Work instructions: Reproduce, from the text on Winnipeg development charges, the passage that begins with the words "- Unlike other" and ends with "by the City.". Ignore the data that follows the text.

Text shown:
◆ ◆ ◆

- Unlike other jurisdictions, Winnipeg lacks detailed plans or financial analysis to properly establish charges.
- New charges from development should be designated for new infrastructure.
- Without new development, existing taxpayers must pay higher taxes to support maintaining our city.
Manitoba Home Builders’ Association (MHBA) and the Urban Development Institute (UDI) commissioned a report to provide further context to the Hemson Report.
“Understanding Development in Winnipeg” is a detailed analysis of the state of the City’s development and the potential impacts of the newly tabled by-law to introduce taxes on new development.
The recent report from Hemson Consulting, commissioned by the City of Winnipeg, has based growth fee charges on hastily assembled data supplied by the City.
“We are very concerned with the flaws in the Hemson report,” said Mike Moore, President of the MHBA. “Very few of the infrastructure projects listed in the report can be attributed to new development. As a result, the report’s proposed fees are simply a tax on new housing and new development and will substantially drive up costs to home buyers.”
The MHBA and UDI want to return to a discussion of how cost of development should be funded through the Development Agreement Parameters process in partnership with the City’s Planning, Property and Development Department. The industry groups offered to contribute to the cost of a more encompassing study to form the basis for new agreement parameters but the City declined, choosing to pursue the study independently through the Finance department.

◆ ◆ ◆

Information given:

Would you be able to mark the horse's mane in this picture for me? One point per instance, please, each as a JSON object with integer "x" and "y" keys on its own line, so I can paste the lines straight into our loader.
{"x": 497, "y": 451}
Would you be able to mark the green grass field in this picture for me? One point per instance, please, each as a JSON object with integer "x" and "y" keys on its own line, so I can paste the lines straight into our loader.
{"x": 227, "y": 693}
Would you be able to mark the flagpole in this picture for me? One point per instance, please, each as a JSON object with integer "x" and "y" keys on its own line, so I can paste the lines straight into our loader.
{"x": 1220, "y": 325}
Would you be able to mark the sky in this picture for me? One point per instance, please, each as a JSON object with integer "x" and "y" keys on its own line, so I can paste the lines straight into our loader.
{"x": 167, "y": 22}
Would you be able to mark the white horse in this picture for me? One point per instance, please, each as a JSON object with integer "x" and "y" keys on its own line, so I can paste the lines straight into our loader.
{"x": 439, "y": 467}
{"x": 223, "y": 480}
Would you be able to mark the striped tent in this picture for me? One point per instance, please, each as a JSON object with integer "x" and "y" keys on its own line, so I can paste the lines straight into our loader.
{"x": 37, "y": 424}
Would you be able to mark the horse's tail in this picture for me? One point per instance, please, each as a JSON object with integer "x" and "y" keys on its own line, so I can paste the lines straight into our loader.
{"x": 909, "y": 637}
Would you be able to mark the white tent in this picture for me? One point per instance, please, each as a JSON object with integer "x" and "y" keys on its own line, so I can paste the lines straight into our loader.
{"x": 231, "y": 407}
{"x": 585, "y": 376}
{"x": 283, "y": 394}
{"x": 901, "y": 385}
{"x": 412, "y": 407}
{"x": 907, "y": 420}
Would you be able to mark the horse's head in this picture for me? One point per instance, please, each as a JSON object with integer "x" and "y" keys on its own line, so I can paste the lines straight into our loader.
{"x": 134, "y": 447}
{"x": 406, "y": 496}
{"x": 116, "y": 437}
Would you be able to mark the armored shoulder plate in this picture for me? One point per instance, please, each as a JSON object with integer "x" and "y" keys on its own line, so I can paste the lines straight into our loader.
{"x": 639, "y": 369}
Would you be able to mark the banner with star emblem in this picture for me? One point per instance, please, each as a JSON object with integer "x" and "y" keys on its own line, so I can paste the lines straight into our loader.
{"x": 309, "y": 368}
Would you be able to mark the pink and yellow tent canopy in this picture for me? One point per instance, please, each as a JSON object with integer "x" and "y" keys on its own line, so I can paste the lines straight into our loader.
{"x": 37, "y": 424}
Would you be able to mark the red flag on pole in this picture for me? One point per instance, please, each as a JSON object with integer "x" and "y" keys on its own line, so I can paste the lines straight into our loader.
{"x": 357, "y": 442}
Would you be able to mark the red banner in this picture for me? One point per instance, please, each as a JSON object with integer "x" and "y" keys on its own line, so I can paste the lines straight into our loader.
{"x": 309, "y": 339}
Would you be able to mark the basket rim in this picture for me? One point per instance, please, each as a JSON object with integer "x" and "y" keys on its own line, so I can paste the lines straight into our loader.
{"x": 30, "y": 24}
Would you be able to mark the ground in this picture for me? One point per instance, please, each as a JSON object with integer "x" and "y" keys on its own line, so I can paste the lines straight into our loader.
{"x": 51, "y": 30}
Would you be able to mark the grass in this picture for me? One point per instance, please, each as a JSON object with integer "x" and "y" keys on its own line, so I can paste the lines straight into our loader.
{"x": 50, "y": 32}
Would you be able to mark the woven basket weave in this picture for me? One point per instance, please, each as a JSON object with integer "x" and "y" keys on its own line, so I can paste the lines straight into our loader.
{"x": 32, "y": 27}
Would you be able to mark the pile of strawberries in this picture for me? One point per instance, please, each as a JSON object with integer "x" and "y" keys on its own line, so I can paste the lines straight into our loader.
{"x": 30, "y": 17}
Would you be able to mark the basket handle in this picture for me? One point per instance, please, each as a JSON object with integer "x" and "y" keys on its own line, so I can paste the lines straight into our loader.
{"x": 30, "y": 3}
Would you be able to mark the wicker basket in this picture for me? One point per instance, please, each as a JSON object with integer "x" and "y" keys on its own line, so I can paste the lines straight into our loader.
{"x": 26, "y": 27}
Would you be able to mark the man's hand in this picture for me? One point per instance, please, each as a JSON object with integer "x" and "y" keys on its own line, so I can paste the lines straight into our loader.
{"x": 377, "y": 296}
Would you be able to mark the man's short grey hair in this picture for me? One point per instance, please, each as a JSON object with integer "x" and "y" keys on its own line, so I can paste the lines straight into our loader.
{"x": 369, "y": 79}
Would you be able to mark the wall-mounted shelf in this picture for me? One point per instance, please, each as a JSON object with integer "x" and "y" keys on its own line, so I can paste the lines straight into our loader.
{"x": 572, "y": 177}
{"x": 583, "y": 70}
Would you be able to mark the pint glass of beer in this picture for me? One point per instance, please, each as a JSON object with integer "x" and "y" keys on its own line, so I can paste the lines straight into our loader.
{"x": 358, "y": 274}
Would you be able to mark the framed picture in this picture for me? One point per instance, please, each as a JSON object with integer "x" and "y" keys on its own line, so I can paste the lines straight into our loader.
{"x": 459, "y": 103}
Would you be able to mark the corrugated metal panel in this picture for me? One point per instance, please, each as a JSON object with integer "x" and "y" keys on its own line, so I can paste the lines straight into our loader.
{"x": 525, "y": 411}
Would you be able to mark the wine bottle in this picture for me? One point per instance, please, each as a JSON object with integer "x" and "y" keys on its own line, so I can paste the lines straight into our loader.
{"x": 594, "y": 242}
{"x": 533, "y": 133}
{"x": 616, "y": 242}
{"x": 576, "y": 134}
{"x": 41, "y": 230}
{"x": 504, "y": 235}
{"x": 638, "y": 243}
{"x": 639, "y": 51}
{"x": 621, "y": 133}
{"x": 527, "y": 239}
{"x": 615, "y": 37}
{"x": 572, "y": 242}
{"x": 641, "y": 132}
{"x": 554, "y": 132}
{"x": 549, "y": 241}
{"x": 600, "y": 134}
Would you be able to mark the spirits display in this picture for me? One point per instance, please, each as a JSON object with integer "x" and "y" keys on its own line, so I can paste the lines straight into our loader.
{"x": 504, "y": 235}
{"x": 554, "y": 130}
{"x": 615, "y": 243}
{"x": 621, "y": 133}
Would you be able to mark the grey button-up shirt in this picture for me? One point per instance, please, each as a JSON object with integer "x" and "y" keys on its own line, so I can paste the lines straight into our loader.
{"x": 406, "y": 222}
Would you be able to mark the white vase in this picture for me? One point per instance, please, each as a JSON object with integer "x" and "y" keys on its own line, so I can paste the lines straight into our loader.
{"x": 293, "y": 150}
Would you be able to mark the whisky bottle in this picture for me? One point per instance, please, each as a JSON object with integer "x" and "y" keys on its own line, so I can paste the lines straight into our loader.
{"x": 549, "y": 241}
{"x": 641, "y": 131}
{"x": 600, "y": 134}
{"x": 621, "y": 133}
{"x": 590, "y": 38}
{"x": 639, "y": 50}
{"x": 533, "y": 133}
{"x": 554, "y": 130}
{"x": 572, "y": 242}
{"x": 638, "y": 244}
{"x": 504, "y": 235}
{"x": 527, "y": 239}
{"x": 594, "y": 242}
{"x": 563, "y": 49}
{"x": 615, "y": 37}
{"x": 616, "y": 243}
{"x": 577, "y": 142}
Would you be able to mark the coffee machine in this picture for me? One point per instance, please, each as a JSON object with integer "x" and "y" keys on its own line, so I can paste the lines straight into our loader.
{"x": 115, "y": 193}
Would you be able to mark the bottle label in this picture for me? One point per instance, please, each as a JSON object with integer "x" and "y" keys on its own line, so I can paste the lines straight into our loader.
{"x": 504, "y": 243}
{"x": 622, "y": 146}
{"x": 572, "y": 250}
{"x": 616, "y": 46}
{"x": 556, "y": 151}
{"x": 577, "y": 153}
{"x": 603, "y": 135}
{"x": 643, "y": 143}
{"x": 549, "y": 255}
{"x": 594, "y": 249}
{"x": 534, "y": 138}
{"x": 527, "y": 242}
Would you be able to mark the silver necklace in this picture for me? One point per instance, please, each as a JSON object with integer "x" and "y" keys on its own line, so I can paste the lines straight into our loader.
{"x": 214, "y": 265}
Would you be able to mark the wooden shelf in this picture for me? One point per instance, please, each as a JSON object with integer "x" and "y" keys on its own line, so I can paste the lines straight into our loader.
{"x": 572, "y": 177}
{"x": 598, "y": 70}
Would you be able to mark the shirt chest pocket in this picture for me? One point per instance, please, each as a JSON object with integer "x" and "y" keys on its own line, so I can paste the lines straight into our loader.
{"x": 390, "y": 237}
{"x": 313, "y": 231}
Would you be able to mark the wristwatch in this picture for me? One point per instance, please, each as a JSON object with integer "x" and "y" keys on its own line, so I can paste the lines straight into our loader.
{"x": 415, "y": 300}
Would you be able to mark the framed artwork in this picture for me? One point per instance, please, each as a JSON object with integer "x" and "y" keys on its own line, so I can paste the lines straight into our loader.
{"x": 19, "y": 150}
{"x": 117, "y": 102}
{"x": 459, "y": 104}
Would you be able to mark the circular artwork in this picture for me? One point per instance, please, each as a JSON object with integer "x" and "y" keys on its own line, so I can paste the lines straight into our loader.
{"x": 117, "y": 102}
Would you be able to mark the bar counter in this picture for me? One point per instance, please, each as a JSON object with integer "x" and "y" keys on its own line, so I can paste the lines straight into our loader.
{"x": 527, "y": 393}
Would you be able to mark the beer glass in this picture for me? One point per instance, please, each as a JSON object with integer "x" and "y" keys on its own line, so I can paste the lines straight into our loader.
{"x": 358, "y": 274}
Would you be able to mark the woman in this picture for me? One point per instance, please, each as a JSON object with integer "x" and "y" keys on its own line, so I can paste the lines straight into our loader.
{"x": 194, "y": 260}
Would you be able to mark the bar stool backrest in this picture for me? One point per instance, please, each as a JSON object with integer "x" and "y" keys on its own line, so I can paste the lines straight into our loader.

◆ ◆ ◆

The reply:
- Unlike other jurisdictions, Winnipeg lacks detailed plans or financial analysis to properly establish charges.
- New charges from development should be designated for new infrastructure.
- Without new development, existing taxpayers must pay higher taxes to support maintaining our city.
Manitoba Home Builders’ Association (MHBA) and the Urban Development Institute (UDI) commissioned a report to provide further context to the Hemson Report.
“Understanding Development in Winnipeg” is a detailed analysis of the state of the City’s development and the potential impacts of the newly tabled by-law to introduce taxes on new development.
The recent report from Hemson Consulting, commissioned by the City of Winnipeg, has based growth fee charges on hastily assembled data supplied by the City.